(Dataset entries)
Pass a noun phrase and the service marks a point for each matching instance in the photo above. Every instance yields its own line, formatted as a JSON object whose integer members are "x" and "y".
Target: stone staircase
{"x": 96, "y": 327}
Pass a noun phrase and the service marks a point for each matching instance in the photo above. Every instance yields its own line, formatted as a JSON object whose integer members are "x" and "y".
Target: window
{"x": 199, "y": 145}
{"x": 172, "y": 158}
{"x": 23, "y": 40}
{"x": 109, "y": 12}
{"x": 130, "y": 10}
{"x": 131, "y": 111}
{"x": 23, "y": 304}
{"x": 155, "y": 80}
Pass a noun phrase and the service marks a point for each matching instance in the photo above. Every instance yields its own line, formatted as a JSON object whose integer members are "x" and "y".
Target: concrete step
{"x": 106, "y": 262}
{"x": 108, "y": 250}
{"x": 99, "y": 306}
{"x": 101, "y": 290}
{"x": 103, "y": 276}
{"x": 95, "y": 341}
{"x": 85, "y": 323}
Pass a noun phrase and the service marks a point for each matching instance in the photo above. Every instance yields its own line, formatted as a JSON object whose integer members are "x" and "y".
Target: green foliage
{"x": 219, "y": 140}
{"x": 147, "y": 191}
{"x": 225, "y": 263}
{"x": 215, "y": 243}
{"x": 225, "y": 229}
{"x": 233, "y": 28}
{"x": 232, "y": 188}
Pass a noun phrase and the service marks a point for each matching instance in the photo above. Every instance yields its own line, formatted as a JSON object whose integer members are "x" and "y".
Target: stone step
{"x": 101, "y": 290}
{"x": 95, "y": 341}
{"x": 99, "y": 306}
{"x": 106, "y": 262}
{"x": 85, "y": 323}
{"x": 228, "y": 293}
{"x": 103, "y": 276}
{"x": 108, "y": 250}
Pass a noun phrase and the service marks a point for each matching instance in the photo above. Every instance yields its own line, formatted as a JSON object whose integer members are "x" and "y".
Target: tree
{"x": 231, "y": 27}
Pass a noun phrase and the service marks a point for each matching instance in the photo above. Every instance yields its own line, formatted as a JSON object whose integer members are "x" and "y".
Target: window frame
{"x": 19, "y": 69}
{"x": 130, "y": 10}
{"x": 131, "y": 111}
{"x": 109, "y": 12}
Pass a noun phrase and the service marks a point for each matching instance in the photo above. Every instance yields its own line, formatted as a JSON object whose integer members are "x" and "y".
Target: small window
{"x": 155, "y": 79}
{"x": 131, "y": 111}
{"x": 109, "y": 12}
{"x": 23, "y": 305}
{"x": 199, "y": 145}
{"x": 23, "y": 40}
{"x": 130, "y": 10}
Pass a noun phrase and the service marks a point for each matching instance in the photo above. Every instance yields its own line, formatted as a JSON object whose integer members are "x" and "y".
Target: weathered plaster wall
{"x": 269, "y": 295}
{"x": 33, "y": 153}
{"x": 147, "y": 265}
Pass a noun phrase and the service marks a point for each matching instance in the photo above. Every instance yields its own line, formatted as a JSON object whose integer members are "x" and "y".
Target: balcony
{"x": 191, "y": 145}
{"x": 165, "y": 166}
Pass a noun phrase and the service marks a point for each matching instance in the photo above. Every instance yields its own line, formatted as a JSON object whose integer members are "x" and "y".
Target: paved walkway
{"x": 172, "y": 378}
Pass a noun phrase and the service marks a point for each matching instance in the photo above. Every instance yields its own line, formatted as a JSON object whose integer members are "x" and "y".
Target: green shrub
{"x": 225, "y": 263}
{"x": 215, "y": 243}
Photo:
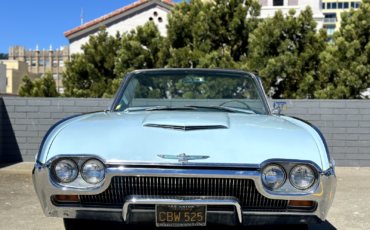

### [TASK DESCRIPTION]
Reproduce nothing but the lines running from the line with "Target: balcony" through the end of the records, keeping both end lines and dropping the pictures.

### [ANSWER FOR THE TASK]
Target: balcony
{"x": 191, "y": 145}
{"x": 165, "y": 166}
Pass a noun phrase and the service marks a point for each matching instance in the photo above. Every instance yields its own line, formatted as a JSON object whose integer members are "x" and "y".
Target: paved walkway
{"x": 172, "y": 378}
Pass a noun phrase and the service marks a point for each matching instance in the photo above. Every instance yields its own line, formatted as a JSON object whose integer members are "x" and "y".
Target: green shrub
{"x": 225, "y": 263}
{"x": 215, "y": 243}
Photo:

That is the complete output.